● Série d'exercices:
- 1) Répondez à ces questions à partir de l'extrait source :
(a) Combien de pages compte Le Mars Club ?
(b) Quel prix David Diop a-t-il reçu ?
(c) Pendant quel événement se déroule l'histoire de Le discours ?
- 2) Relevez dans l'extrait source toutes les dates qui comportent un jour, un mois et une année, dans leur ordre d'apparition.

Rachel Kushner - Le Mars Club - Editions Stock - Traduit de l'Américain par Sylvie Schneiter - Parution le 22 Août 2018 - 480 Pages - 23 €

samedi 24 novembre 2018

David Diop : Frère d'âme



     Un matin dans les tranchées de la Grande Guerre, l'appel est lancé.  Alfa et Mademba tirailleurs sénégalais émergent de leur trou et se lancent à l'assaut.
     C'est durant cette attaque, que Mademba blessé va mourir dans une atroce agonie. Alfa, son "plus que frère" le veille mais malgré son insistance et sa souffrance,  refuse de mettre un terme à sa vie.
     Alfa rapportera son corps dans la tranchée, prenant dans ses bras le corps mutilé de son ami d'enfance. Il le portera toute sa vie et n'oubliera jamais cet instant où la guerre est devenue barbare.
     Il bascule dans la folie et devient un sauvage, une véritable machine à tuer.
     D'une façon cruelle et systématique, il assassine et effraie son entourage.
     Il est envoyé à l'arrière loin des tranchées pour se reposer et reprendre ses esprits.
     Il raconte sa terre d'Afrique, son enfance, son frère d'âme Alfa et son amour pour Fary.
     Alfa devient griot, et sa longue mélopée vacille comme son âme entre culpabilité,souffrance et terreur.
     C'est un roman d'une très grande poésie malgré des scènes insoutenables. L'auteur arrive à nous montrer l'humanité dans ces hommes venus de si loin pour défendre la France.
     On est un peu ébranlé par la lecture tant les détails sont fournis mais cette lente incantation nous permet de souffler quand Alfa nous raconte l'Afrique. 
    David Diop est le lauréat du Prix Goncourt des Lycéens 2018 et c'est mérité.
David Diop - Frère d'âme - Editions du Seuil - Parution 16 Août 2018 - 176 Pages - 17 €


dimanche 28 octobre 2018

Fabrice Caro : Le discours

     Une surprise très agréable dans cette rentrée littéraire, un petit livre qui nous fait sourire et même franchement rire, tant l'humour et les situations sont cocassement décrites.
     Pourtant rien de bien original, l'histoire se déroule le temps d'un repas de famille, court et long à la fois. Adrien vient d'être quitté par sa petite amie, il vient désespérément de lui envoyer un SMS et il attend désespérément sa réponse.
     Sa sœur va se marier et la famille lui demande de faire le discours à l'occasion de la cérémonie.
     Lui n'a qu'une idée en tête que Sonia revienne et ses parents, sa sœur et son beau frère ne se doutent pas un instant de son désespoir.

● Données collectées:

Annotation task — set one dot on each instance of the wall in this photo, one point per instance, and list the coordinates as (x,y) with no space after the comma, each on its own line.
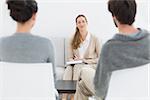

● Réponses attendues:
- 1)
(a) 480 pages.
(b) Le Prix Goncourt des Lycéens 2018.
(c) Un repas de famille.

- 2)
22 Août 2018
samedi 24 novembre 2018
16 Août 2018
dimanche 28 octobre 2018